## Written problem
Copy the data below word for word, with every line kept as it appears.

::: Supplied material :::

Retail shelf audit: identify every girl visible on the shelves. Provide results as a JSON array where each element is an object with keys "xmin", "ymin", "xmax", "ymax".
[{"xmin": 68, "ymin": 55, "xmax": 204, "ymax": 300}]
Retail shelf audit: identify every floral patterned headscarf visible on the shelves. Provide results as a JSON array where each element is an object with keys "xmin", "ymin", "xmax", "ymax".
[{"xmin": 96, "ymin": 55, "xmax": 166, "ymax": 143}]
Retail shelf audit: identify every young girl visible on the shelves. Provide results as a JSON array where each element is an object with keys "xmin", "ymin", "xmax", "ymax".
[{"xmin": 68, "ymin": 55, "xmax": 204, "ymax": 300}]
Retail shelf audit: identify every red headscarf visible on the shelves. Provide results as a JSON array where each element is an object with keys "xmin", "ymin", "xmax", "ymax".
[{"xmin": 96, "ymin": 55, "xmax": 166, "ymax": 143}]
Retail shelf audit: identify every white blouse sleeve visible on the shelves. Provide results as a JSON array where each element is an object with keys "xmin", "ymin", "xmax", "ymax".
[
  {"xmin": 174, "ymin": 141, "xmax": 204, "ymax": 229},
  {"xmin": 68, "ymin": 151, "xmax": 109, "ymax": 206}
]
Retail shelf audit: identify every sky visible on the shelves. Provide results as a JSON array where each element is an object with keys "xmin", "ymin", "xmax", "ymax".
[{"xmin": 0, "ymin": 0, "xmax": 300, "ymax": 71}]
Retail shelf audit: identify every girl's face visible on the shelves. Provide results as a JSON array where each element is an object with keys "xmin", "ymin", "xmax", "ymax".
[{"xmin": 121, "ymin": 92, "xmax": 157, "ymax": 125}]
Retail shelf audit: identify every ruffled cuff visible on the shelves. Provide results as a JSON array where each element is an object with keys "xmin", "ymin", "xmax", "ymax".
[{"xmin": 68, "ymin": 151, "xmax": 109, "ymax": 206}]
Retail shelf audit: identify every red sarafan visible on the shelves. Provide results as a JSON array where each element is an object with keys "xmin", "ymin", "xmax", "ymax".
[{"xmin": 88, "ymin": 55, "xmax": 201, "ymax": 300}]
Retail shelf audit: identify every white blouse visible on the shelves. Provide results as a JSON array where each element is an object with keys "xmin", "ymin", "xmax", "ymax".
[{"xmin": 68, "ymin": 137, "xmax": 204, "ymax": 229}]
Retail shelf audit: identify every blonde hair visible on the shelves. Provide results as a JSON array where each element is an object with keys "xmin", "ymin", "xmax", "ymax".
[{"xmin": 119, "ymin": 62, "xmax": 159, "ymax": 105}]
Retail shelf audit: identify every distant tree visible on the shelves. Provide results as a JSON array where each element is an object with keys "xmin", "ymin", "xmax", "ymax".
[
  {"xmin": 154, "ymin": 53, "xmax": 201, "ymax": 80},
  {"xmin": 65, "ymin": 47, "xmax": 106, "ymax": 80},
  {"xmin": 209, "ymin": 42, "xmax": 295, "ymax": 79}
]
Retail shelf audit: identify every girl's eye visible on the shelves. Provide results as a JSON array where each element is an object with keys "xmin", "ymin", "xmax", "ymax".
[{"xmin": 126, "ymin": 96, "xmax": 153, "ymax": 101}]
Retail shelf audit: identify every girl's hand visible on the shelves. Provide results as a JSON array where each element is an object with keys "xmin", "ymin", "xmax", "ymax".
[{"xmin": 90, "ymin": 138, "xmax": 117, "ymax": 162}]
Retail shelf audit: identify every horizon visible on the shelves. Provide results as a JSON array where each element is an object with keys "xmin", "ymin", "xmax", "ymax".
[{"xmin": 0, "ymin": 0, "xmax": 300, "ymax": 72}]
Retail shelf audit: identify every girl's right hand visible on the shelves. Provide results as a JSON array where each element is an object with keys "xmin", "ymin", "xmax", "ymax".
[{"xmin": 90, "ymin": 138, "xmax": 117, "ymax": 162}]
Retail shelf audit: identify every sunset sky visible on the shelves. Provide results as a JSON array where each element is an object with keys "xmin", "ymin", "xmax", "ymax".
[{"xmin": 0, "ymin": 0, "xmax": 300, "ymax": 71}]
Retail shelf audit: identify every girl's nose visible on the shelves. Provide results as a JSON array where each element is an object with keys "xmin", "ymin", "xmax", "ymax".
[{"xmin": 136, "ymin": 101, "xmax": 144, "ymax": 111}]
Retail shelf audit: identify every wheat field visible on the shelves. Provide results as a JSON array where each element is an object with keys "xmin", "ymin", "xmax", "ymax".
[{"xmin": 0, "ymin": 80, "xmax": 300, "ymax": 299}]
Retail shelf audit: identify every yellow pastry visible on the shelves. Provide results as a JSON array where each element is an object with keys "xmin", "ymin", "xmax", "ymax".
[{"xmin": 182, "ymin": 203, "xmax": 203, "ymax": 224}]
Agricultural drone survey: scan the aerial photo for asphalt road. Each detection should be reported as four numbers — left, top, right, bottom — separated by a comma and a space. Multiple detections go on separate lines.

:::

## Written reply
Retail shelf audit: identify every girl visible on the shelves. Provide results as a JSON array where each element is an object with keys "xmin", "ymin", "xmax", "ymax".
[{"xmin": 68, "ymin": 55, "xmax": 204, "ymax": 300}]
Retail shelf audit: identify every floral patterned headscarf visible on the shelves. Provide results as a JSON array where each element is an object with keys "xmin", "ymin", "xmax", "ymax".
[{"xmin": 96, "ymin": 55, "xmax": 166, "ymax": 143}]
Retail shelf audit: identify every young girl visible on the shelves. Provide results as a JSON array where each element is an object with keys "xmin", "ymin", "xmax", "ymax".
[{"xmin": 68, "ymin": 55, "xmax": 204, "ymax": 300}]
Retail shelf audit: identify every red headscarf visible on the shelves. Provide results as a JSON array where each element is an object with keys "xmin", "ymin", "xmax", "ymax".
[{"xmin": 96, "ymin": 55, "xmax": 166, "ymax": 143}]
Retail shelf audit: identify every white blouse sleeve visible on the shelves. Provide results as a JSON array where each element is an object with keys "xmin", "ymin", "xmax", "ymax".
[
  {"xmin": 174, "ymin": 141, "xmax": 204, "ymax": 229},
  {"xmin": 68, "ymin": 151, "xmax": 109, "ymax": 206}
]
Retail shelf audit: identify every sky visible on the shelves. Provide results as a JSON array where each element is an object with keys "xmin", "ymin", "xmax", "ymax".
[{"xmin": 0, "ymin": 0, "xmax": 300, "ymax": 71}]
Retail shelf audit: identify every girl's face visible on the shelves. Provide results as a JSON array where each element is an object with keys "xmin", "ymin", "xmax", "ymax".
[{"xmin": 121, "ymin": 92, "xmax": 157, "ymax": 125}]
Retail shelf audit: identify every ruffled cuff visible on the shelves. Provide results as a JSON array where each element is an object with keys "xmin", "ymin", "xmax", "ymax".
[{"xmin": 68, "ymin": 151, "xmax": 109, "ymax": 206}]
Retail shelf audit: identify every red sarafan visible on the shelves. Provide results as a JSON array where each element is an object with keys "xmin", "ymin", "xmax", "ymax".
[{"xmin": 88, "ymin": 55, "xmax": 201, "ymax": 300}]
Retail shelf audit: identify every white blouse visible on the shelves. Provide results as a JSON array where each element is an object with keys "xmin", "ymin", "xmax", "ymax".
[{"xmin": 68, "ymin": 137, "xmax": 204, "ymax": 229}]
Retail shelf audit: identify every blonde hair visible on the shelves. Provide results as a JSON array where each element is an object with keys "xmin", "ymin", "xmax", "ymax".
[{"xmin": 119, "ymin": 62, "xmax": 159, "ymax": 105}]
Retail shelf audit: identify every distant tree visible on the shelves. Provide results as a JSON array where each element is an object with keys "xmin", "ymin", "xmax", "ymax".
[
  {"xmin": 154, "ymin": 53, "xmax": 201, "ymax": 80},
  {"xmin": 65, "ymin": 47, "xmax": 106, "ymax": 80},
  {"xmin": 209, "ymin": 42, "xmax": 295, "ymax": 79}
]
Retail shelf audit: identify every girl's eye visible on the shelves. Provide results as a JSON array where each element is an object with keys "xmin", "ymin", "xmax", "ymax".
[{"xmin": 126, "ymin": 96, "xmax": 153, "ymax": 101}]
Retail shelf audit: identify every girl's hand visible on the shelves. Provide results as a JSON array where each element is an object with keys "xmin", "ymin", "xmax", "ymax".
[{"xmin": 90, "ymin": 138, "xmax": 117, "ymax": 162}]
Retail shelf audit: identify every horizon visible on the shelves. Provide results as a JSON array where each element is an object with keys "xmin", "ymin", "xmax", "ymax".
[{"xmin": 0, "ymin": 0, "xmax": 300, "ymax": 72}]
Retail shelf audit: identify every girl's right hand visible on the shelves. Provide results as a JSON array where each element is an object with keys "xmin", "ymin", "xmax", "ymax".
[{"xmin": 90, "ymin": 138, "xmax": 117, "ymax": 162}]
Retail shelf audit: identify every sunset sky visible on the shelves. Provide results as a JSON array where each element is an object with keys "xmin", "ymin", "xmax", "ymax".
[{"xmin": 0, "ymin": 0, "xmax": 300, "ymax": 71}]
Retail shelf audit: identify every girl's nose visible on the shelves. Provide results as a JSON array where each element is an object with keys "xmin", "ymin", "xmax", "ymax".
[{"xmin": 136, "ymin": 101, "xmax": 144, "ymax": 111}]
Retail shelf audit: identify every wheat field visible on the shelves. Provide results as a JSON array where each element is an object with keys "xmin", "ymin", "xmax", "ymax".
[{"xmin": 0, "ymin": 80, "xmax": 300, "ymax": 299}]
Retail shelf audit: identify every yellow pastry visible on the shelves. Provide results as a JSON array where each element is an object with keys "xmin", "ymin", "xmax", "ymax".
[{"xmin": 182, "ymin": 203, "xmax": 203, "ymax": 224}]
Agricultural drone survey: scan the aerial photo for asphalt road. Each detection should be reported as four numbers — left, top, right, bottom — separated by a comma and a space. Multiple detections go on separate lines.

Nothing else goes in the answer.